Rewrite the records below, swapping every "one point per instance" for "a single point for each instance" and keeping everything else unchanged. Omit the pictures from your answer.
* START Record extracts *
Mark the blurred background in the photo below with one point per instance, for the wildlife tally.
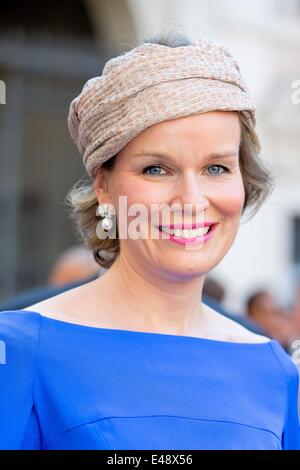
(48, 51)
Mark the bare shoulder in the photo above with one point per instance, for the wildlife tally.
(234, 330)
(66, 305)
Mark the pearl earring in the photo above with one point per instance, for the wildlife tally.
(107, 211)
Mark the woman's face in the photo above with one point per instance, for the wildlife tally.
(196, 162)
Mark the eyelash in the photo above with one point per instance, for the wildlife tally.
(226, 170)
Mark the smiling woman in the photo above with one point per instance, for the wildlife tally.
(135, 359)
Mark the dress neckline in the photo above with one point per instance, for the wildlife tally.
(147, 333)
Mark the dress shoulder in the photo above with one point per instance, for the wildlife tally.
(19, 336)
(291, 432)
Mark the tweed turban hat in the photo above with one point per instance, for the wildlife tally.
(150, 84)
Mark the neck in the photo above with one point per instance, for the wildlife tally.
(152, 301)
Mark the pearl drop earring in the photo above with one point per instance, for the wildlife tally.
(107, 211)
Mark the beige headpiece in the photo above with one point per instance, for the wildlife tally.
(150, 84)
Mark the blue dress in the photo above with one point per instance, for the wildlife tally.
(69, 386)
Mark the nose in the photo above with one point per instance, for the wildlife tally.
(190, 195)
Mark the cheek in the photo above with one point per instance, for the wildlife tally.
(229, 199)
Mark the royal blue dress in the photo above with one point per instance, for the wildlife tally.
(69, 386)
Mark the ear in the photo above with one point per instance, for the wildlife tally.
(100, 186)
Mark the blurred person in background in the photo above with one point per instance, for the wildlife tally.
(263, 309)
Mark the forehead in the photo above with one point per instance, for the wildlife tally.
(206, 129)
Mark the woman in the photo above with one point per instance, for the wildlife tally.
(134, 359)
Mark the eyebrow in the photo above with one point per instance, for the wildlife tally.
(209, 157)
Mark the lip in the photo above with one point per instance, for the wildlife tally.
(188, 226)
(184, 241)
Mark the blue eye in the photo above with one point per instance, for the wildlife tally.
(150, 167)
(218, 166)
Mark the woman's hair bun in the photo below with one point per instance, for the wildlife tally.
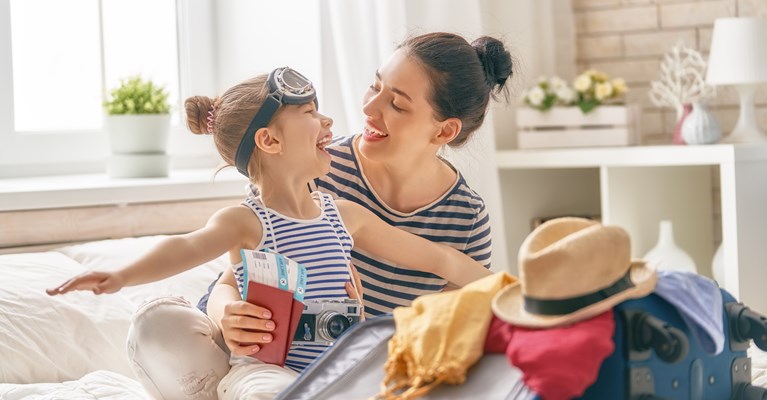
(496, 60)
* END Record extracts *
:: Problem solution ::
Mark the blurred background in the photo below with a single point for each instance, for the wildlife tally.
(48, 51)
Mark the bare shoulder in the photo above with a single point for each instance, for the wildlife tally.
(234, 330)
(66, 305)
Mark the pearl earring in the photo above with a single point for each instance, for the wildlife tally.
(107, 211)
Mark the woman's face in the photo above with a single point for each instance, for the wildlife tally.
(196, 162)
Mark the eyelash in the photo above with a single point for each instance, for the wildlife tally.
(226, 170)
Mark the smiling woman in the photo above with a single point for each instance, for the wildlife tally.
(135, 359)
Mark the dress neckline in the photo above with a single point for each instance, for the wildlife tally.
(147, 333)
Mark the dress shoulder in the photo above with a single point for each instance, for the wildlife tally.
(19, 336)
(291, 432)
Mark the tweed turban hat in the photo above with a single point for each instance, for the wildlife tally.
(150, 84)
Mark the neck in the photo above with a single point for each instance, for the wildlife tally.
(152, 301)
Mark the pearl drop earring in the photo above with a single point for each instance, for the wildlife tally.
(107, 211)
Mark the beige headpiece in the photo above with a single point for each instance, for the wildlife tally.
(150, 84)
Mark the blue dress in the photo above with a single point for each instance, for the wildlife tally.
(69, 386)
Mark the nose in the photo above with a single point for each instance, for the wildlife tally.
(190, 195)
Mark the cheek in the photo above with a single point for each instance, for the wildlife tally.
(229, 199)
Mark the royal blue dress in the photo above with a single point for each instance, for the wildlife tally.
(69, 386)
Mark the ear in the photo above with a single point for each instance, for the wildlife tally.
(100, 186)
Mark the blurred person in background in the photo above with a single point for each instance, for the wildlife tally.
(263, 309)
Mark the forehead in the photo above with a single point for each instance, for the wildlife tally.
(206, 129)
Mark the woman in the photo above with a single point for each instance, for the wildlife tally.
(134, 359)
Mark the eyebrow in the photo above with a single point for each instance, for the wildlife tally.
(209, 157)
Mark the lip in the photo above with a single point for each instance, for the wildlife tally.
(188, 226)
(184, 241)
Mark the blue eye in the photo above with a single point for each instance, for the wildlife tally.
(150, 167)
(218, 166)
Mark the woman's hair bun in the photo below with a single point for each instance, for the wildlife tally.
(496, 60)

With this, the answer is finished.